→ **TEXTO APRESENTADO**:
Artigo destaca o papel da Reforma Agrária para o desenvolvimento do país e posiciona a luta contra a criminalização do MST

Por Fernando Silveira Franco* e Raul Amorim**

O Núcleo de Agroecologia Apete Caapuã (NAAC) atua desde que surgiu, em 2009 no campus Sorocaba da Universidade Federal de São Carlos (UFSCar-SO), na construção de conhecimento e tecnologias sociais, na ecologia de saberes entre o conhecimento ecológico, social, cultural e econômico tradicional local, presente nas comunidades de agricultura familiar na região, e o conhecimento sistematizado na academia reconhecido como técnico-científico. Proporciona a criação de novos espaços de diálogo dentro e fora dos limites da universidade, a partir do princípio da indissociabilidade do ensino-pesquisa-extensão e do compromisso com a formação cidadã baseada em justiça social. O NAAC promove, a partir do intercâmbio das ideias presentes em ambientes díspares, a formação de biólogos, geógrafos, professores, agrônomos e engenheiros florestais conscientes da diversidade cultural, econômica e social brasileira, bem como comprometidos e dispostos a utilizar os modos de produção econômica e socialmente sustentáveis apresentados pela Agroecologia.

Um dos territórios prioritários de atuação do NAAC na região Sorocabana é o município de Iperó, onde estão os assentamentos de Ipanema e Horto Bela Vista, no entorno da Floresta Nacional de Ipanema. O Assentamento Ipanema foi oficializado em 1995, contudo seu histórico de ocupação data de 15 de maio de 1992, marco em que cerca de 700 famílias de 13 municípios da região Sorocabana e de Campinas ocuparam o terreno que pertencia ao Poder Público, permanecendo no assentamento 151 famílias. A área foi cenário de diversos enfrentamentos desencadeados por diferentes eventos, entre eles a criação da FLONA de Ipanema, pelo então Presidente da República, Fernando Collor. O Assentamento possui uma área total de 1.712 ha, sendo 1.210 ha cedidos pelo IBAMA e 502 ha provenientes do até então Ministério da Agricultura e da Reforma Agrária, com 150 famílias que se dividem entre a área I e a área II. O Assentamento Horto Bela Vista foi reconhecido pelo Instituto de Terras do Estado de São Paulo (ITESP) em 1999, mas seu histórico de ocupação data de 1997, resultando em lotes com 887,88 ha, distribuídos para 31 famílias. O Assentamento faz divisa com o município de Tatuí e com a Zona Industrial de Iperó, além de se localizar na zona de amortecimento da FLONA Ipanema.

→ **TRECHO DE DADOS**:
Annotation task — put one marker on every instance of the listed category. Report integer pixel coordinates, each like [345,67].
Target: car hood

→ **EXERCÍCIO PROPOSTO 1**:
De acordo com o texto sobre o NAAC e os assentamentos de Iperó, em que ano o Assentamento Horto Bela Vista foi reconhecido pelo ITESP?
→ **EXERCÍCIO PROPOSTO 2**:
Prolongue o texto sobre o NAAC e os assentamentos de Iperó, começando logo após a última frase apresentada.
A listagem acima vem de outra fonte.

→ **RESPOSTA DO EXERCÍCIO 1**:
Em 1999.

→ **RESPOSTA DO EXERCÍCIO 2**:
Ambos os Assentamentos possuem, desde sua formação, um potencial produtivo muito alto: localizados próximos a um grande centro urbano estadual (Sorocaba), com fácil acesso à rodovias e vias municipais e com proximidade do maior entreposto agrícola do interior do estado, CEAGESP. Este potencial se revelou agroecológico, a partir de ações que estimularam e consolidaram projetos para transição agroecológica respaldadas por várias iniciativas da sociedade civil organizada da região (NAAC, Instituto Terra Viva, ABD, CSA-BRASIL). Potencial este que culminou, em 2009, na criação de um curso de graduação em Agronomia com ênfase em Agroecologia pelo PRONERA – Programa Nacional de Educação na Reforma Agrária, que formou 44 assentados/as da reforma agrária do interior do estado de São Paulo, sendo 6 dos assentamentos de Iperó

Um dos projetos que beneficiou agricultores e agricultoras dos dois assentamentos foi o projeto Plantando Águas. Realizado pela Iniciativa Verde entre 2013 e 2015 com financiamento da Petrobras (Programa Petrobras Ambiental), foi uma ação nacional e territorializada que teve como objetivo principal zelar pela conservação, recuperação e manutenção dos recursos hídricos, por meio de unidades demonstrativas de saneamento e Sistemas Agroflorestais (SAF), de modo a impactar ambiental e socialmente a vida dos/as agricultores/as beneficiados/as. O projeto deixou como legado Sistemas Agroflorestais nas propriedades onde foi implementada, que se mantém em atividade até hoje. Outro projeto significativo foi o Projeto de Desenvolvimento Rural Sustentável – Microbacias II – Acesso ao Mercado (PDRS), realizado entre 2010 e 2016, foi desenvolvido pela Secretaria de Agricultura e Abastecimento (SAA) do estado de São Paulo, com intuito de levar aos/às agricultores/as assistência técnica no que tange ao uso de práticas de produção sustentáveis em suas propriedades.

Outra iniciativa agroecológica importante na região é o Instituto Terra Viva de Agroecologia, que, em 2016, criou o Armazém Terra Viva, em conjunto com os/as agricultores/as dos assentamentos. A principal frente do Armazém é a Agroecologia, unindo o campo e a cidade por meio do escoamento de produtos da agricultura familiar e ecológica para a região e para outras regiões metropolitanas paulistas. Além disso, o Armazém também presta assistência técnica para as famílias agricultoras com as quais trabalha, facilitando os processos de transição agroecológica, certificação orgânica, aquisição de sementes e insumos e auxiliando as famílias a programarem suas produções. A atuação do Armazém é a partir de princípios de Economia Solidária, permitindo que os/as agricultores/as participem ativamente de decisões e estratégias para o escoamento de sua produção.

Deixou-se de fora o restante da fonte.